- [DIRECTIONS FOR THIS TASK]: Repeat the listing below word for word, leaving out the pictures.

----------------------------------------

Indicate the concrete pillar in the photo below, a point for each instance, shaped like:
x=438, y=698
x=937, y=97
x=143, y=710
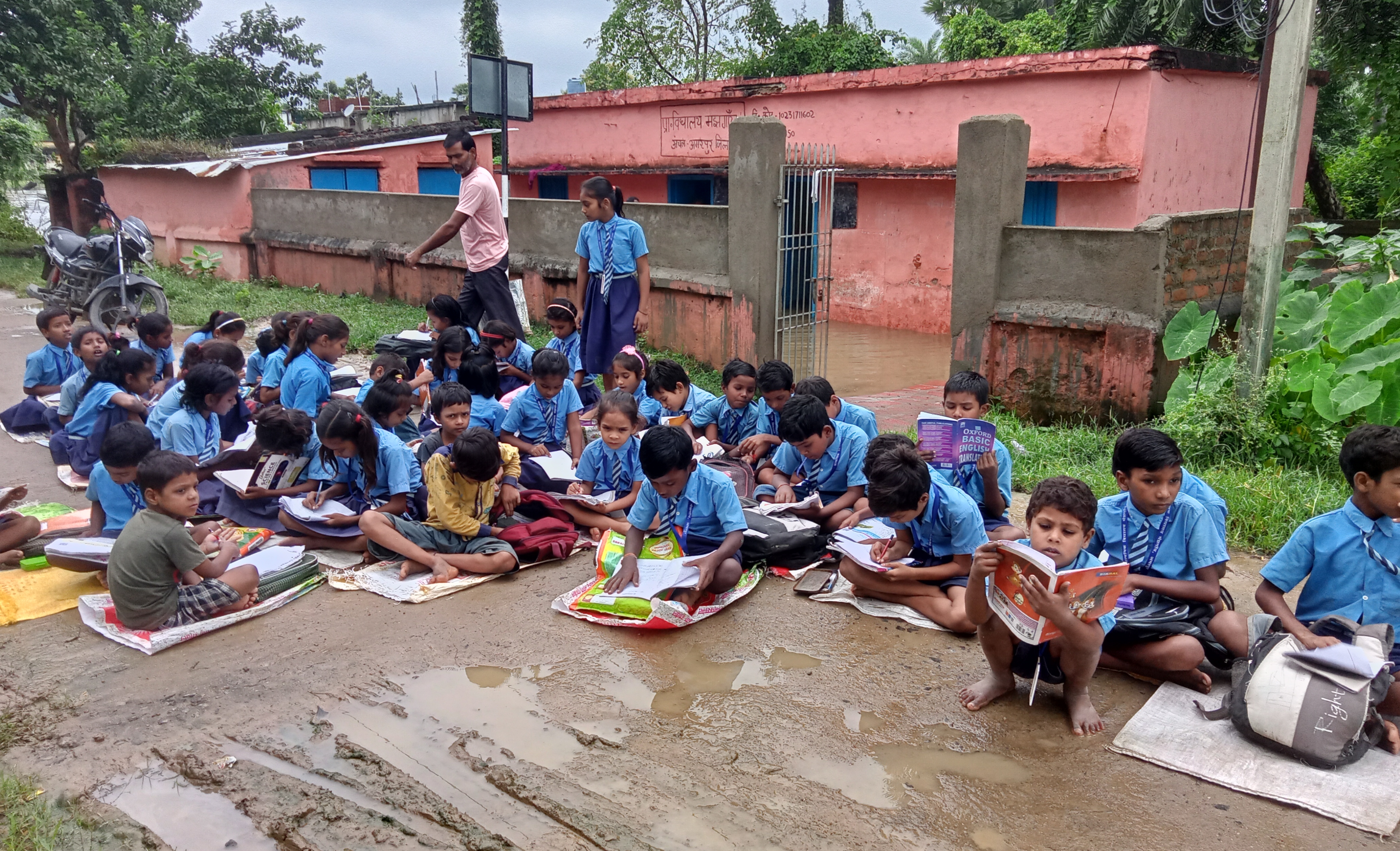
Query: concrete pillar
x=757, y=150
x=990, y=192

----------------------------------------

- [ANSWER BELOW]:
Indicate the concrete pillar in the photo below, a point for each instance, shaped like:
x=438, y=698
x=937, y=97
x=143, y=710
Query: concrete pillar
x=757, y=150
x=990, y=192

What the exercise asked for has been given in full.